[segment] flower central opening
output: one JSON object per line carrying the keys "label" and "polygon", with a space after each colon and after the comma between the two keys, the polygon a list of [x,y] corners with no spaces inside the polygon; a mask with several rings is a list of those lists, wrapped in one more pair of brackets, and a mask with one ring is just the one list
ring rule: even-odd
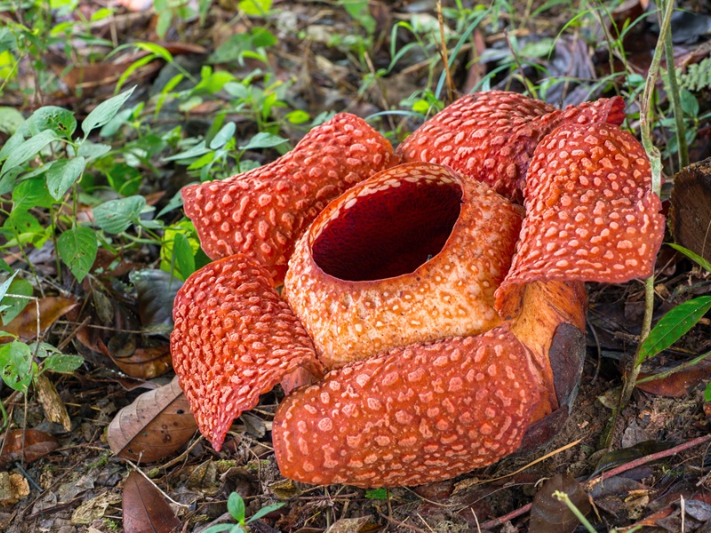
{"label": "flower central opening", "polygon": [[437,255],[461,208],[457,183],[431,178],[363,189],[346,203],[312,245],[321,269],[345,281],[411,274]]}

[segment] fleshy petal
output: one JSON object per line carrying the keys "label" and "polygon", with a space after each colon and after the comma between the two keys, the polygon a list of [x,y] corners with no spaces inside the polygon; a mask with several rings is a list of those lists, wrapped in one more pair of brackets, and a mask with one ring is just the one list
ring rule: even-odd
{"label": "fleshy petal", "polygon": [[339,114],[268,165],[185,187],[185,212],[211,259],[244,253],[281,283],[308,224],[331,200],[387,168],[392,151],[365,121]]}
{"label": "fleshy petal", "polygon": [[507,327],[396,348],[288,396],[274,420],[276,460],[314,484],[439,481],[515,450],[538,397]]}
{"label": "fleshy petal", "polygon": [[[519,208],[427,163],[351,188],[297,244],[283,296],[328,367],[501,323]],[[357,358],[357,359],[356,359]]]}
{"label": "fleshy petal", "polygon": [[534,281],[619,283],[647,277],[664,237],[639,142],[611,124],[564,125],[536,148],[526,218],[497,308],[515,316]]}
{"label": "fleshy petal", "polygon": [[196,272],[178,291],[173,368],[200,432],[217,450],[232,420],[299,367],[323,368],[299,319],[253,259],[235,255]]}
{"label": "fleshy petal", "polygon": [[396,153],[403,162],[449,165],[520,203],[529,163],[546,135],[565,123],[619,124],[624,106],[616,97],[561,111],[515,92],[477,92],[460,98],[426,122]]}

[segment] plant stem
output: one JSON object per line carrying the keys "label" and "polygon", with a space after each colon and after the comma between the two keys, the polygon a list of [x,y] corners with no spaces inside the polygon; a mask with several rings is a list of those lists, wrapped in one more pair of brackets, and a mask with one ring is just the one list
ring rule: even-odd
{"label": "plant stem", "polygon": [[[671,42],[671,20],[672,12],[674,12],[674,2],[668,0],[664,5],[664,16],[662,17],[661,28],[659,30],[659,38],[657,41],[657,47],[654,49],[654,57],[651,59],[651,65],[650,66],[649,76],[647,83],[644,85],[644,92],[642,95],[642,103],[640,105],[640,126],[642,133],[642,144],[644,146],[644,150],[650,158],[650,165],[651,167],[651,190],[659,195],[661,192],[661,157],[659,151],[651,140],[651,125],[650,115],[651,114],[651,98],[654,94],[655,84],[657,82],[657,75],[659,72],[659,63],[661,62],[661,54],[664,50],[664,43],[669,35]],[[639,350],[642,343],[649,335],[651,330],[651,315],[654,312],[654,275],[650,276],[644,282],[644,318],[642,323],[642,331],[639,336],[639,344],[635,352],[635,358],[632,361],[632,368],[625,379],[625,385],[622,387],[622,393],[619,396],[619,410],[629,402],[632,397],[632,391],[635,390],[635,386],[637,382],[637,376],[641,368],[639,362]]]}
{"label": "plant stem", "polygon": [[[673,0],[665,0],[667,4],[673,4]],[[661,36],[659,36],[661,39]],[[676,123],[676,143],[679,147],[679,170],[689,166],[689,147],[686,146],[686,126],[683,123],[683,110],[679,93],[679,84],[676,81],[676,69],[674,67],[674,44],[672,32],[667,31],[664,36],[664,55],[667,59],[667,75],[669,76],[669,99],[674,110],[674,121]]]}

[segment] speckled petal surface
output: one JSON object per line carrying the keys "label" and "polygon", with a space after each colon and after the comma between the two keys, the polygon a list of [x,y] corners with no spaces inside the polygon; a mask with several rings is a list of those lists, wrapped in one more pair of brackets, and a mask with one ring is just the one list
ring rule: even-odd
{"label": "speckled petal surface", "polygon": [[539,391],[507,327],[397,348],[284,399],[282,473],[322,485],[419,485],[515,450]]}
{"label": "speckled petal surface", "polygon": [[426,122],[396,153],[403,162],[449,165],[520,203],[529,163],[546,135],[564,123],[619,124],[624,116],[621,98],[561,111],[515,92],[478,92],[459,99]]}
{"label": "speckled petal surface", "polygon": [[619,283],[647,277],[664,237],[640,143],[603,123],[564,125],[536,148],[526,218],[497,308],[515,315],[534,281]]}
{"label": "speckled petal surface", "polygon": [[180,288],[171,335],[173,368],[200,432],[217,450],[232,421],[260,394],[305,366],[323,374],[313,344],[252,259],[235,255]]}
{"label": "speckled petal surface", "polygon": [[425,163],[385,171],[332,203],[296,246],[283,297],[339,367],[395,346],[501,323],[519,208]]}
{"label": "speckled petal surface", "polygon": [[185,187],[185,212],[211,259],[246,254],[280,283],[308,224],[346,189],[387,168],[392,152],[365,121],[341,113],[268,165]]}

++++++

* Exercise prompt:
Rewrite all of the material with "ring rule" changed to "fill rule" wherever it occurs, keeping every other line as it is and leaving the pictures out.

* Exercise response:
[segment] flower central opening
output: one JSON object per line carrying the keys "label" and "polygon", with a space after each colon and after the comma between the two keys, the polygon a list of [x,y] corners with no spaces inside the polygon; a mask with several rings is a list of those lists, wrapped in one more pair of brackets, and a mask with one ring is just the one list
fill rule: even-odd
{"label": "flower central opening", "polygon": [[437,255],[461,208],[457,183],[431,178],[363,189],[346,203],[312,245],[321,269],[345,281],[411,274]]}

[segment] fleshy petal
output: one JSON object per line carrying the keys "label" and "polygon", with a space after each colon and after the comma between the two keys, the polygon a list of [x,y] corners with no spaces inside the polygon; a mask with several rings is a list of those lists, wrapped in one more pair of brackets, and a mask with one ring is just the one list
fill rule: even-odd
{"label": "fleshy petal", "polygon": [[339,114],[268,165],[185,187],[185,212],[211,259],[244,253],[281,283],[308,224],[331,200],[387,168],[392,151],[365,121]]}
{"label": "fleshy petal", "polygon": [[507,327],[396,348],[288,396],[274,420],[276,460],[314,484],[439,481],[515,450],[538,397]]}
{"label": "fleshy petal", "polygon": [[[519,208],[427,163],[351,188],[297,244],[283,296],[328,367],[501,323]],[[357,358],[357,359],[356,359]]]}
{"label": "fleshy petal", "polygon": [[534,281],[619,283],[647,277],[664,237],[639,142],[611,124],[564,125],[536,148],[526,218],[497,308],[515,316]]}
{"label": "fleshy petal", "polygon": [[196,272],[178,291],[173,368],[200,432],[217,450],[232,420],[299,367],[323,368],[299,319],[253,259],[235,255]]}
{"label": "fleshy petal", "polygon": [[396,153],[403,162],[449,165],[520,203],[529,163],[546,135],[565,123],[619,124],[624,106],[616,97],[561,111],[515,92],[477,92],[460,98],[426,122]]}

[segment] plant stem
output: one JSON object per line carrying the keys "label" and "polygon", with a space after each colon and after the comma between the two keys, the polygon a list of [x,y] corners with no spaces inside the polygon; a mask with several rings is a list of those lists, wrapped in one more pair of brackets, and a mask with one ring is just the one list
fill rule: even-odd
{"label": "plant stem", "polygon": [[[671,42],[671,20],[672,12],[674,12],[674,2],[668,0],[664,5],[664,16],[662,17],[661,28],[659,30],[659,38],[657,41],[657,47],[654,49],[654,57],[651,59],[651,65],[650,66],[649,76],[647,83],[644,85],[644,92],[642,95],[642,103],[640,105],[640,126],[642,133],[642,144],[644,146],[644,150],[650,158],[650,165],[651,167],[651,190],[659,195],[661,192],[661,157],[659,151],[651,140],[651,125],[650,115],[651,114],[651,98],[654,94],[655,84],[657,82],[657,75],[659,72],[659,63],[661,62],[661,54],[664,50],[664,43],[669,35]],[[639,350],[642,343],[649,335],[651,330],[651,315],[654,312],[654,275],[650,276],[644,282],[644,318],[642,323],[642,331],[639,336],[639,344],[635,352],[635,358],[632,361],[632,368],[625,379],[625,385],[622,387],[622,393],[619,396],[619,410],[629,402],[632,397],[632,391],[635,390],[635,386],[637,382],[637,376],[641,368],[639,362]]]}
{"label": "plant stem", "polygon": [[[673,0],[665,0],[667,4],[673,4]],[[661,36],[659,36],[661,39]],[[676,123],[676,143],[679,147],[679,170],[689,166],[689,147],[686,146],[686,126],[683,123],[683,110],[679,93],[679,84],[676,81],[676,69],[674,67],[674,44],[672,32],[667,31],[664,36],[664,55],[667,59],[667,75],[669,76],[669,99],[674,110],[674,121]]]}

[segment] speckled petal surface
output: one JSON object per line carrying the keys "label" and "polygon", with a space after each colon and after the comma between the two keys, the polygon a list of [x,y] corners with no spaces inside the polygon; a mask with several rings is a list of those lists, wrapped in one more pair of brackets, and a mask with one ring is just the one list
fill rule: even-odd
{"label": "speckled petal surface", "polygon": [[539,391],[507,327],[397,348],[284,399],[282,473],[322,485],[419,485],[515,450]]}
{"label": "speckled petal surface", "polygon": [[426,122],[396,153],[403,162],[449,165],[520,203],[529,163],[546,135],[564,123],[619,124],[624,116],[621,98],[561,111],[515,92],[478,92],[459,99]]}
{"label": "speckled petal surface", "polygon": [[619,283],[647,277],[664,237],[640,143],[603,123],[564,125],[536,148],[526,218],[497,308],[515,315],[534,281]]}
{"label": "speckled petal surface", "polygon": [[180,288],[171,335],[173,368],[200,432],[217,450],[232,421],[260,394],[305,366],[323,374],[313,344],[252,259],[235,255]]}
{"label": "speckled petal surface", "polygon": [[425,163],[385,171],[332,203],[296,246],[283,297],[339,367],[395,346],[501,323],[519,208]]}
{"label": "speckled petal surface", "polygon": [[185,187],[185,212],[211,259],[246,254],[280,283],[308,224],[346,189],[387,168],[392,152],[365,121],[341,113],[268,165]]}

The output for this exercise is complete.